• [The tasks]:
1) In the page on CNN quantization and pruning, condense the paragraph beginning "Pruning unimportant neurons, filters, and channels" into a short bulleted list that keeps its main facts.
2) Please write out the part of the page on CNN quantization and pruning starting at "3.2 Pruning" and ending at "3.2.1 Pruning Weights.".

• [Page]:
— Begin —

Li et al. [108] proposed ternary weight networks that utilized ternary weights, improving accuracy, compared to the binary weight networks. All the weights on each layer were quantized into three values, requiring only two bits to represent the quantized weights. The overall training procedure was similar to that of Courbariaux et al. [41], but with ternary valued weights instead of the binary weights. The ternary weight network showed equivalent accuracy to various single-precision networks with MNIST, CIFAR-10, and ImageNet, whereas the binary weight quantization [41] showed minor accuracy loss. Zhu et al. [196] scaled the ternary weights independently for each layer with a layer-wise scaling approach, improving the accuracy further, compared to Li et al. [108].

3.1.3 Mixed Quantization.

Hubara et al. [88] proposed the “Quantized Neural Network,” which quantizes the activations and the weights to arbitrary lower-precision format. For example, quantizing the weights to one bit and the activations to two bits improved the accuracy compared to the binarized CNN of Courbariaux et al. [42].

3.2 Pruning

Pruning unimportant neurons, filters, and channels can save computational resources for CNN applications without sacrificing accuracy, improving the accuracy per parameter and per operation. Coarse-grained pruning methods such as pruning filters or channels are not flexible to achieve a prescribed accuracy but can be implemented efficiently on hardware [114], implying higher physical resource efficiency than fine-grained pruning such as pruning weights. Notice that such pruning methods can degrade confidence scores without careful retraining, even though they did not affect top-1 accuracy [184].

3.2.1 Pruning Weights.

— End —

• [Entries provided]:
— Begin —

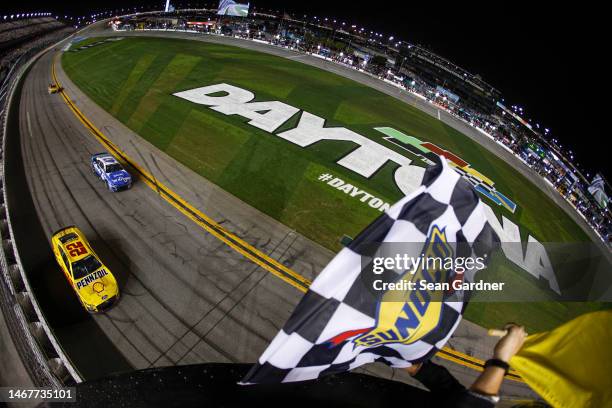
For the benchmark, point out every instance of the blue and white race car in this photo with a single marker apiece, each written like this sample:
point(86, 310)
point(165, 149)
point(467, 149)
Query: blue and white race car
point(109, 170)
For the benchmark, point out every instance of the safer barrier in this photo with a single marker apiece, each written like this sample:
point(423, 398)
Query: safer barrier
point(41, 354)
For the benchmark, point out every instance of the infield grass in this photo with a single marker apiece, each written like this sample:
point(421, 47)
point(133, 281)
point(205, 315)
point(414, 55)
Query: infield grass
point(134, 80)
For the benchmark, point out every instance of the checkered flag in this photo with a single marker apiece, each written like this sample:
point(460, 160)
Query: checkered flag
point(340, 324)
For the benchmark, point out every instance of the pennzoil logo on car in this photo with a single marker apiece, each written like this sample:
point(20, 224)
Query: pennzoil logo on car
point(91, 278)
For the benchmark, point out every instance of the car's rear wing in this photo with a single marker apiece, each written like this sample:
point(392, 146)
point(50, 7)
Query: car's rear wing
point(98, 155)
point(63, 229)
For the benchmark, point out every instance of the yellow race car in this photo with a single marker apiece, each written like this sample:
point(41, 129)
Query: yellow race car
point(54, 88)
point(94, 284)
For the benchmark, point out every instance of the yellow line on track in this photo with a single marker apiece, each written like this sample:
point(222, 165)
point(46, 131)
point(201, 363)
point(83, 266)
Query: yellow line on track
point(269, 264)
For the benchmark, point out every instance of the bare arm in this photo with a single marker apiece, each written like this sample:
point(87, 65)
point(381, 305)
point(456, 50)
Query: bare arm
point(489, 382)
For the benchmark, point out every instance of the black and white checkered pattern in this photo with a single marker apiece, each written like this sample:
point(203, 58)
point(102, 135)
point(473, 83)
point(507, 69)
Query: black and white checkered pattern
point(338, 301)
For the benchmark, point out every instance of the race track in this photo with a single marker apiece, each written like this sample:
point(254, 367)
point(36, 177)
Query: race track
point(186, 296)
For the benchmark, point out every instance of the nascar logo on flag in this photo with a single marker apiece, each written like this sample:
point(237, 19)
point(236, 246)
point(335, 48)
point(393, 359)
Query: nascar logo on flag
point(340, 324)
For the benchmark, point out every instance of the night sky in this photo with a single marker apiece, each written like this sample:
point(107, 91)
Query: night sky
point(549, 60)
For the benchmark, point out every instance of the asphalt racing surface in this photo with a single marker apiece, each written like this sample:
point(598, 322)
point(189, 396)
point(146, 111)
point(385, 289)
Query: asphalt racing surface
point(187, 297)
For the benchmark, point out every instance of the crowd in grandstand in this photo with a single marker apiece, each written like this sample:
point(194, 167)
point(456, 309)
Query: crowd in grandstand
point(21, 35)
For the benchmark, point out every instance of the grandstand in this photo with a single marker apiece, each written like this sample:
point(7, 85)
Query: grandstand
point(19, 36)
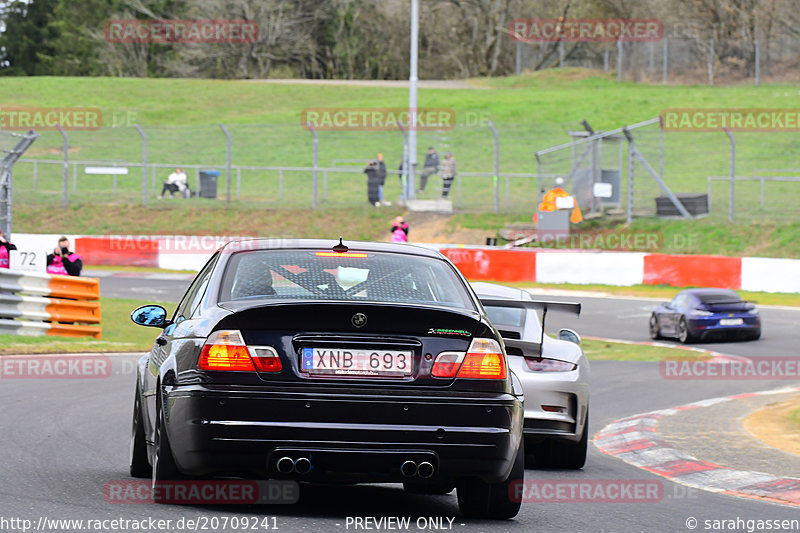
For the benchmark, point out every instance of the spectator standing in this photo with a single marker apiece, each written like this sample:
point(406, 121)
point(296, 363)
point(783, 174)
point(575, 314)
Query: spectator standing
point(448, 173)
point(64, 262)
point(431, 167)
point(5, 248)
point(176, 182)
point(372, 183)
point(399, 229)
point(381, 179)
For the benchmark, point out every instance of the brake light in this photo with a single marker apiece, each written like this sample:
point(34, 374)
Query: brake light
point(484, 360)
point(543, 364)
point(226, 350)
point(446, 364)
point(225, 357)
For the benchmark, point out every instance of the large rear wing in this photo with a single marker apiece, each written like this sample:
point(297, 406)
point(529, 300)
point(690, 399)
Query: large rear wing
point(567, 307)
point(539, 305)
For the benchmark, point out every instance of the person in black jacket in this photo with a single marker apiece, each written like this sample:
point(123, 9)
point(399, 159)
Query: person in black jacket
point(381, 179)
point(64, 262)
point(431, 167)
point(5, 248)
point(372, 183)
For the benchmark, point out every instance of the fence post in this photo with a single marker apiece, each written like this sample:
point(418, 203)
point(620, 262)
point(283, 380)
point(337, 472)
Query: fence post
point(758, 61)
point(314, 172)
point(239, 183)
point(227, 164)
point(65, 185)
point(732, 186)
point(629, 210)
point(711, 61)
point(496, 166)
point(144, 163)
point(405, 194)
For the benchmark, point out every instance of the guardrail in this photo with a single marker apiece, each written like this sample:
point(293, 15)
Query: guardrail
point(47, 304)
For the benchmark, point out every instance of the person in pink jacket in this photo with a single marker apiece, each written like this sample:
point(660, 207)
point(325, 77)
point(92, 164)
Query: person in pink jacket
point(64, 262)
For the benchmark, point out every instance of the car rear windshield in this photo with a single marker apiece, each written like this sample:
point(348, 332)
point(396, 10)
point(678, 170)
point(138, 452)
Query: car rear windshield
point(719, 297)
point(506, 316)
point(355, 276)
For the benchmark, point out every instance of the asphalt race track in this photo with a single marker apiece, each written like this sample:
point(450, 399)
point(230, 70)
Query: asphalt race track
point(63, 440)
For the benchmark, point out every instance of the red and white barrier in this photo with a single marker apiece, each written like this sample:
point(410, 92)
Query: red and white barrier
point(179, 252)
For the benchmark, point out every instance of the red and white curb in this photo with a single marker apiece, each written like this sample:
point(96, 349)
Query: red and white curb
point(635, 440)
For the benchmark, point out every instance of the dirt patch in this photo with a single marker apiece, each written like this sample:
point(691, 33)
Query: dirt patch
point(771, 424)
point(428, 227)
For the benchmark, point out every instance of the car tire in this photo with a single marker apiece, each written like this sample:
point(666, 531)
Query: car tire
point(559, 454)
point(684, 335)
point(139, 465)
point(655, 330)
point(478, 499)
point(165, 471)
point(428, 488)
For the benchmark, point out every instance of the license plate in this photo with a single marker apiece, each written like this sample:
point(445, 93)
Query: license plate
point(356, 362)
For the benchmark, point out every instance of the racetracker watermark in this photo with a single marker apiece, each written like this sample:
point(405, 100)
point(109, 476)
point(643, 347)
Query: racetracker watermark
point(770, 368)
point(24, 118)
point(203, 492)
point(586, 30)
point(625, 241)
point(378, 118)
point(587, 491)
point(181, 31)
point(55, 367)
point(733, 119)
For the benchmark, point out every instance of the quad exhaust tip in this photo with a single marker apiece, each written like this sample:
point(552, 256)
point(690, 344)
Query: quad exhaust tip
point(302, 466)
point(408, 469)
point(425, 470)
point(285, 465)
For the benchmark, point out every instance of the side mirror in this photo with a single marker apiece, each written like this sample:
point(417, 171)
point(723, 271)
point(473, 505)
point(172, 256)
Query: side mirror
point(150, 315)
point(569, 335)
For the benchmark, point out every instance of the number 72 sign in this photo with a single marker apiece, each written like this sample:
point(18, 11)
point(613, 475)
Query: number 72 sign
point(28, 260)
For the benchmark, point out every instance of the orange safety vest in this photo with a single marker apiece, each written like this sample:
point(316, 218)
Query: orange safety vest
point(549, 204)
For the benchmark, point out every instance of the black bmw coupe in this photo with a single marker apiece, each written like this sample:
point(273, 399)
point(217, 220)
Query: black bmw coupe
point(314, 361)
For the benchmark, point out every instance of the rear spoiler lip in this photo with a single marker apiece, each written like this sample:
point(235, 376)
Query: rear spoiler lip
point(567, 307)
point(533, 347)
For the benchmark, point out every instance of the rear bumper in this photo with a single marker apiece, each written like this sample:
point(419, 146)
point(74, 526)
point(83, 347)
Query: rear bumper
point(347, 437)
point(706, 330)
point(556, 403)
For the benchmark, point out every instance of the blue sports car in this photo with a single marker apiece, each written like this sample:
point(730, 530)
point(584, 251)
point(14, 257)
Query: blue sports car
point(703, 314)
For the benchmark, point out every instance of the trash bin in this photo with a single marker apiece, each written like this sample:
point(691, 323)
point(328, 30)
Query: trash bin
point(208, 183)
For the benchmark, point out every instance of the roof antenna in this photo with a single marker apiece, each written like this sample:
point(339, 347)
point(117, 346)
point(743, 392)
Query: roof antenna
point(340, 248)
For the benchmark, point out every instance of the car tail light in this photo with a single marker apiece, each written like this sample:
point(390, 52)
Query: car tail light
point(543, 364)
point(484, 360)
point(446, 364)
point(226, 350)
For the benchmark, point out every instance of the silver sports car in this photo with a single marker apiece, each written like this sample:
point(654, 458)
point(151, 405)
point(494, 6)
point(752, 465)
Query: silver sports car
point(554, 373)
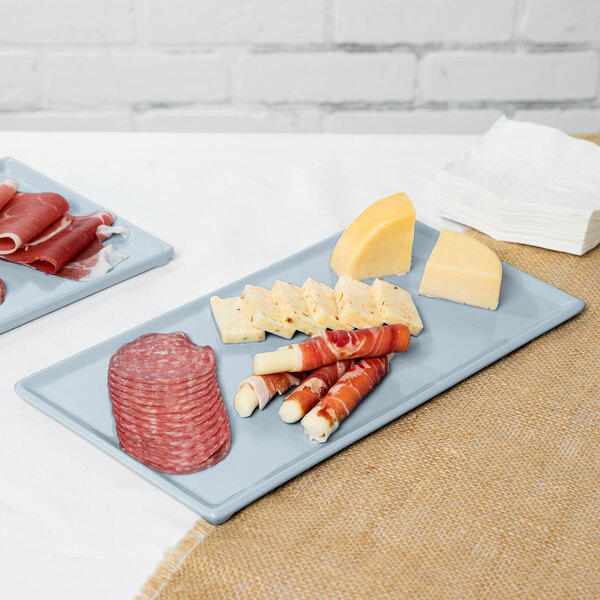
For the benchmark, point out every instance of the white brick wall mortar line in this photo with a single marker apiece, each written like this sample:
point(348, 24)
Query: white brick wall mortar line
point(140, 45)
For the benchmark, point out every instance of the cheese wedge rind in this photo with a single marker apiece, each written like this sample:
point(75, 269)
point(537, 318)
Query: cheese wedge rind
point(396, 305)
point(378, 242)
point(462, 269)
point(233, 321)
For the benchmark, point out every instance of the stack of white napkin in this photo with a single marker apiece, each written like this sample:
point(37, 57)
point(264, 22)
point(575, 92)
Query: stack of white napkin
point(527, 183)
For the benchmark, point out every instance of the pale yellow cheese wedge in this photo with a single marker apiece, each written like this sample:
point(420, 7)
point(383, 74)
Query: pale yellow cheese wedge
point(292, 308)
point(232, 318)
point(264, 313)
point(462, 269)
point(320, 300)
point(355, 303)
point(396, 305)
point(378, 242)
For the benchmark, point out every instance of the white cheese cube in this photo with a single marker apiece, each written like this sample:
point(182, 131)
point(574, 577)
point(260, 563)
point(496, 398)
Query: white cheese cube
point(232, 318)
point(320, 299)
point(292, 307)
point(264, 313)
point(396, 305)
point(355, 303)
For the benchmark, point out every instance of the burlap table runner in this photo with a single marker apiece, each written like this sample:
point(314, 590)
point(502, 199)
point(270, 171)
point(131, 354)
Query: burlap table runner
point(490, 490)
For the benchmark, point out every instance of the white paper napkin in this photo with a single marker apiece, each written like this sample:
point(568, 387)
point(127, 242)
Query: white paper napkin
point(527, 183)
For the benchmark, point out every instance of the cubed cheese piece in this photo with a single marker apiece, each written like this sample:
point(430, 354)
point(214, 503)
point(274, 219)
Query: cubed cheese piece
point(320, 299)
point(264, 313)
point(396, 305)
point(379, 242)
point(355, 303)
point(233, 321)
point(462, 269)
point(292, 307)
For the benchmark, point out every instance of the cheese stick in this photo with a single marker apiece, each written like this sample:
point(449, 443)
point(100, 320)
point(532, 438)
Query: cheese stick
point(328, 347)
point(343, 397)
point(311, 390)
point(258, 390)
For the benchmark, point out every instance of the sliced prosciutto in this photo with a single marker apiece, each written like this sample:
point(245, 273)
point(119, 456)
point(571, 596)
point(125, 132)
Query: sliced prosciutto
point(328, 347)
point(311, 390)
point(26, 216)
point(343, 398)
point(8, 187)
point(258, 390)
point(62, 241)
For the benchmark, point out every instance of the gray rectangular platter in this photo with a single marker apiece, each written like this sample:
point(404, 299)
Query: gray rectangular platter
point(456, 341)
point(31, 294)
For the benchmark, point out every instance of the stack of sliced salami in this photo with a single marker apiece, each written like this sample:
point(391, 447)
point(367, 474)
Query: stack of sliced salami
point(167, 403)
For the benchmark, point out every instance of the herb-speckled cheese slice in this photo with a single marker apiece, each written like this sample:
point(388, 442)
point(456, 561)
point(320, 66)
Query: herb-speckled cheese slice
point(355, 303)
point(396, 305)
point(320, 299)
point(232, 318)
point(292, 307)
point(264, 313)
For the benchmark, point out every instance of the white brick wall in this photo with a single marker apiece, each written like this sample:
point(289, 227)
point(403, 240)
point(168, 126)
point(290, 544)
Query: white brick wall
point(301, 66)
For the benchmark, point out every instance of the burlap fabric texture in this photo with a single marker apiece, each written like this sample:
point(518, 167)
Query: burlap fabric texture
point(489, 491)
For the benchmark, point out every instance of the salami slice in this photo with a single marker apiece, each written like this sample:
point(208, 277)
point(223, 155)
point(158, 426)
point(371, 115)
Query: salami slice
point(167, 405)
point(163, 359)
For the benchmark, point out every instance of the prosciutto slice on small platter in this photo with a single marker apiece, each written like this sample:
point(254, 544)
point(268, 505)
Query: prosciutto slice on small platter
point(54, 247)
point(8, 188)
point(27, 215)
point(37, 230)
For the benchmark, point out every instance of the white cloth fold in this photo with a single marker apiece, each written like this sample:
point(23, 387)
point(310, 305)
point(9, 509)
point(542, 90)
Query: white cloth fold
point(526, 183)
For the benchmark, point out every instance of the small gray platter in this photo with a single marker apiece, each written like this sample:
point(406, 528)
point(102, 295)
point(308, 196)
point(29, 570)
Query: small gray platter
point(31, 294)
point(456, 341)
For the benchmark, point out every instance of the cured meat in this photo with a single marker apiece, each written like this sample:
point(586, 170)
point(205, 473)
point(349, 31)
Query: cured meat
point(26, 216)
point(259, 390)
point(54, 247)
point(8, 187)
point(167, 405)
point(311, 390)
point(328, 347)
point(38, 231)
point(163, 359)
point(343, 397)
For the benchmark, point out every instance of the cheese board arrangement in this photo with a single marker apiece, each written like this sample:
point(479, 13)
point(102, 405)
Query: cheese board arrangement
point(359, 329)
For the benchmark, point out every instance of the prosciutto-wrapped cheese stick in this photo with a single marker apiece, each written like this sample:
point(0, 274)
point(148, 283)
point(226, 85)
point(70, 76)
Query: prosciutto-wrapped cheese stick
point(343, 397)
point(259, 390)
point(328, 347)
point(311, 390)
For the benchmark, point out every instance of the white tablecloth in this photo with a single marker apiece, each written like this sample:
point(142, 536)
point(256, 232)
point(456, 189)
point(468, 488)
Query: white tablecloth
point(74, 522)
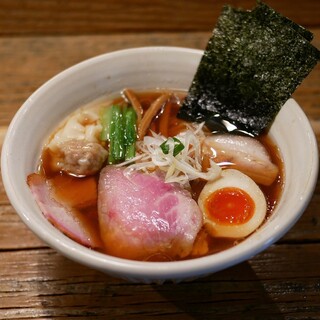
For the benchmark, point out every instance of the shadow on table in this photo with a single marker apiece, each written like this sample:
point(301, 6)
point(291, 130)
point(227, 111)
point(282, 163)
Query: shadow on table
point(235, 293)
point(72, 290)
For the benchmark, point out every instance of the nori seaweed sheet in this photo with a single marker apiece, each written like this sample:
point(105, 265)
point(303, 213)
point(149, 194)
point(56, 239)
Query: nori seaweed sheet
point(252, 64)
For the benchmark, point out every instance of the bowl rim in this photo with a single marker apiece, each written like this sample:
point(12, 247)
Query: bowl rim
point(139, 269)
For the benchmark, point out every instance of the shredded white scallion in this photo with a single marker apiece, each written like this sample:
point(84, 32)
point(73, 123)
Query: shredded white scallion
point(180, 168)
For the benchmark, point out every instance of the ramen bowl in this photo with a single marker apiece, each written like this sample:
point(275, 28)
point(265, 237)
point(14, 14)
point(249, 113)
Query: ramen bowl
point(143, 68)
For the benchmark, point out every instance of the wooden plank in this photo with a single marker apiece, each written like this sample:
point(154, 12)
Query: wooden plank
point(37, 17)
point(51, 286)
point(36, 59)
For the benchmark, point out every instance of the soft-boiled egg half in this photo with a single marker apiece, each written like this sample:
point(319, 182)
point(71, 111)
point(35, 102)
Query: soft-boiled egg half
point(233, 206)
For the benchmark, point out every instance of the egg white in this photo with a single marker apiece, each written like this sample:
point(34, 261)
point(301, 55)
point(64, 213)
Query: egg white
point(237, 179)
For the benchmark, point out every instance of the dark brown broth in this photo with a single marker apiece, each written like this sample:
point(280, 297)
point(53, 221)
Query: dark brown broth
point(81, 193)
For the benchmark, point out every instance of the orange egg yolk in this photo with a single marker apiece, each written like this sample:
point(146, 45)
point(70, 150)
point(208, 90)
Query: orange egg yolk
point(230, 206)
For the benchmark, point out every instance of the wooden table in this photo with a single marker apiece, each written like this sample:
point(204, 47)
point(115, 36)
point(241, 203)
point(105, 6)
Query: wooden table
point(36, 282)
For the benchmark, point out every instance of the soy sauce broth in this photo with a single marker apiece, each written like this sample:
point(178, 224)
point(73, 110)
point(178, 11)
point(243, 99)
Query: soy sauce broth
point(81, 193)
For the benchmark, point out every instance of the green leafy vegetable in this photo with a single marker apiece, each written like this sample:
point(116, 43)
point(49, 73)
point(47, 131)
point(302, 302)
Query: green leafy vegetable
point(105, 118)
point(120, 132)
point(177, 146)
point(252, 64)
point(116, 139)
point(130, 132)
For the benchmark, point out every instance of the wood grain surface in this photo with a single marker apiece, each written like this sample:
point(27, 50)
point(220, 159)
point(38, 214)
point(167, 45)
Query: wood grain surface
point(49, 17)
point(36, 282)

— End —

• [The responses]:
1)
- Pruning unimportant neurons, filters, and channels saves computational resources for CNN applications without sacrificing accuracy. It also raises accuracy per parameter and per operation.
- Coarse-grained pruning, such as pruning filters or channels, is not flexible enough to reach a prescribed accuracy. However, it can be implemented efficiently on hardware [114], which gives it higher physical resource efficiency than fine-grained pruning such as pruning weights.
- Without careful retraining, these methods can degrade confidence scores even when top-1 accuracy is unaffected [184].

2)
3.2 Pruning

Pruning unimportant neurons, filters, and channels can save computational resources for CNN applications without sacrificing accuracy, improving the accuracy per parameter and per operation. Coarse-grained pruning methods such as pruning filters or channels are not flexible to achieve a prescribed accuracy but can be implemented efficiently on hardware [114], implying higher physical resource efficiency than fine-grained pruning such as pruning weights. Notice that such pruning methods can degrade confidence scores without careful retraining, even though they did not affect top-1 accuracy [184].

3.2.1 Pruning Weights.